**SELECTED TEXT:**
Posted by Rachel White

NEWS : TUE, JUN 12, 2018 at 7:00 AM

Low Drops New Album ‘Double Negative’ September 14th, 2018 + Announces Worldwide Tour - Now Watch The Arresting Opening Triptych Video for *Quorum / Dancing and Blood / Fly*

On September 14th, in the faithfully defiant fashion of their 25-year career, Low will release Double Negative, its most brazen, abrasive (and, paradoxically, most empowering) album. As a prelude to the full-length album, Low presents a triptych video for the opening songs of the album. Each video can also be watched independently:
 
“Quorum” [watch here]
Directed & edited by Ben Chisholm  -  Filmed by Karlos Rene Ayala


“Dancing and Blood” [watch here]
Directed, filmed & edited by Karlos Rene Ayala


“Fly” [watch here]
Directed by Mark Pellington  -  Edited by Jen Kennedy

                                                           
To make Double Negative, Low reenlisted B.J. Burton, the adventurous producer who in recent years has made records with Bon Iver, Lizzo, and Francis and the Lights. Returning once again to Justin Vernon’s April Base studio in Eau Claire, Wisconsin (where they recorded 2015’s Ones and Sixes) Alan Sparhawk, Mimi Parker, and bassist Steve Garrington knew they wanted to go further with Burton and his palette of sounds: they wanted to see what someone who is, as Sparhawk puts it, “a hip-hop guy” could truly do with their music. Rather than obsessively write and rehearse at home in Duluth, Minnesota, they would often head southeast to Eau Claire, arriving with sketches and ideas that they would work on for days with Burton. Band and producer became collaborative co-writers, building the pieces up and breaking them down until their purpose and force felt clear.

**WHAT THIS TASK INVOLVES:** Output the news post about Low's album Double Negative verbatim, from start to finish.

**DATASET:**

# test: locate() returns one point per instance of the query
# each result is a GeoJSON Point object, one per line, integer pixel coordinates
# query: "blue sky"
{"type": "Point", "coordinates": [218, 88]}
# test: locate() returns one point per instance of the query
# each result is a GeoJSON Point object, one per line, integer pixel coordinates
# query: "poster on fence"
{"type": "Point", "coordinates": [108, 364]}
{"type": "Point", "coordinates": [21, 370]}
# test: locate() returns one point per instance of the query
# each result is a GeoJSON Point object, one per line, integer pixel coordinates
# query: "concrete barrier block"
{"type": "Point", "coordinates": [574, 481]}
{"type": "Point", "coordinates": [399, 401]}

...

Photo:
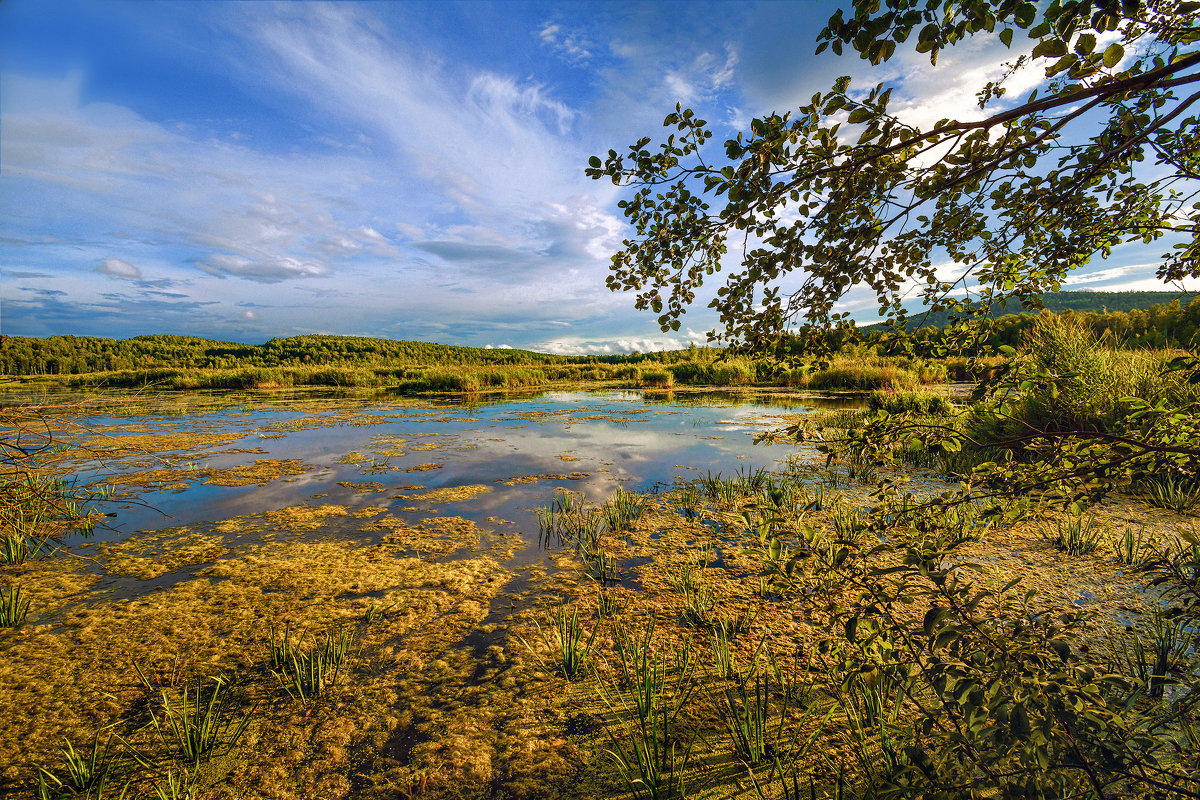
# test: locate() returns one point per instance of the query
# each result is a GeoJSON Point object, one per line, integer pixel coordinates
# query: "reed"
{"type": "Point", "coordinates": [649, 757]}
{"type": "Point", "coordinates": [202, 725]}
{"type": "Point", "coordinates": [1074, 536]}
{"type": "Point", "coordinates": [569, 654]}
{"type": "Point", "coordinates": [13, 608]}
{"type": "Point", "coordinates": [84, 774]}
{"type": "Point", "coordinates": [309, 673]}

**EXERCISE RESULT:**
Posted by Rachel White

NEWS : TUE, JUN 12, 2018 at 7:00 AM

Low Drops New Album ‘Double Negative’ September 14th, 2018 + Announces Worldwide Tour - Now Watch The Arresting Opening Triptych Video for *Quorum / Dancing and Blood / Fly*

On September 14th, in the faithfully defiant fashion of their 25-year career, Low will release Double Negative, its most brazen, abrasive (and, paradoxically, most empowering) album. As a prelude to the full-length album, Low presents a triptych video for the opening songs of the album. Each video can also be watched independently:
 
“Quorum” [watch here]
Directed & edited by Ben Chisholm  -  Filmed by Karlos Rene Ayala


“Dancing and Blood” [watch here]
Directed, filmed & edited by Karlos Rene Ayala


“Fly” [watch here]
Directed by Mark Pellington  -  Edited by Jen Kennedy

                                                           
To make Double Negative, Low reenlisted B.J. Burton, the adventurous producer who in recent years has made records with Bon Iver, Lizzo, and Francis and the Lights. Returning once again to Justin Vernon’s April Base studio in Eau Claire, Wisconsin (where they recorded 2015’s Ones and Sixes) Alan Sparhawk, Mimi Parker, and bassist Steve Garrington knew they wanted to go further with Burton and his palette of sounds: they wanted to see what someone who is, as Sparhawk puts it, “a hip-hop guy” could truly do with their music. Rather than obsessively write and rehearse at home in Duluth, Minnesota, they would often head southeast to Eau Claire, arriving with sketches and ideas that they would work on for days with Burton. Band and producer became collaborative co-writers, building the pieces up and breaking them down until their purpose and force felt clear.